#### [Text provided]
════════════════════

Pippin: finally i’m getting the respect i deserve from these peasants 

so accurate i am choking on my carrot. this is making me giggle harder than it should. I love Pippin so much.

I don’t think there will come time when I’m not reblogging this. Sorry guys. 

no no no you guys don’t understand, Pippin is someone really important in the Shire! The books don’t talk about it a lot, and the movies won’t touch that stuff with a bargepole, but Pippin will be inheriting land rights to about a quarter of the Shire. He’s second in line to becoming military leader of all Hobbits. His dad is currently in charge of that stuff, but he’s completely aware of it, and educated for it, and that’s why he’s such an over privileged little shit in the books.

I thought it was a shame the movies didn’t talk about class differences in the Shire. Also puts M&P stealing food in an uglier light.

To be fair, at the time of the Party, Pippin would have been 12, which puts it back into a more acceptable light.  And they’re stealing food from Bilbo, a wealthy and eccentric family member, which again makes things a bit different.

But yes, when they call Pippin Ernil i Perrianath - Prince of the Halflings - they are actually completely spot on.

And when Pippin tells Bergil “my father farms the land around Tuckborough” he’s deliberately downplaying his class so that he can greet the boy as an equal rather than a superior.  It’s Pippin’s most adult moment in the series.  Bergil is engaging in a status contest which Pippin can totally win - but instead chooses not to compete.  Pippin is a gilded and spoiled lordling in the Shire, but he becomes a Man of Gondor.

════════════════════

#### [Supplied information]
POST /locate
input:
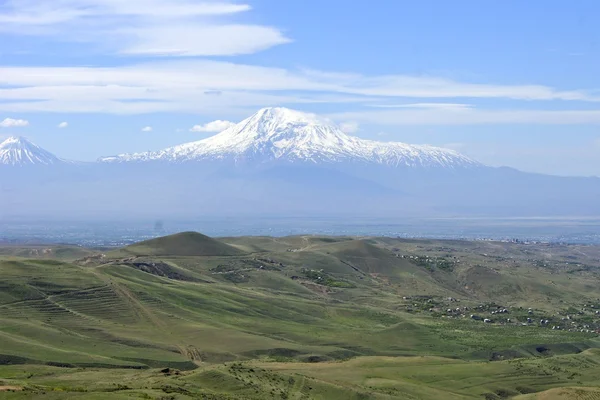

════════════════════

Reproduce a passage of the Pippin discussion verbatim, beginning at the words "I don’t think" and stopping after the words "an uglier light.". The material comes from a source unrelated to the Pippin discussion.

I don’t think there will come time when I’m not reblogging this. Sorry guys. 

no no no you guys don’t understand, Pippin is someone really important in the Shire! The books don’t talk about it a lot, and the movies won’t touch that stuff with a bargepole, but Pippin will be inheriting land rights to about a quarter of the Shire. He’s second in line to becoming military leader of all Hobbits. His dad is currently in charge of that stuff, but he’s completely aware of it, and educated for it, and that’s why he’s such an over privileged little shit in the books.

I thought it was a shame the movies didn’t talk about class differences in the Shire. Also puts M&P stealing food in an uglier light.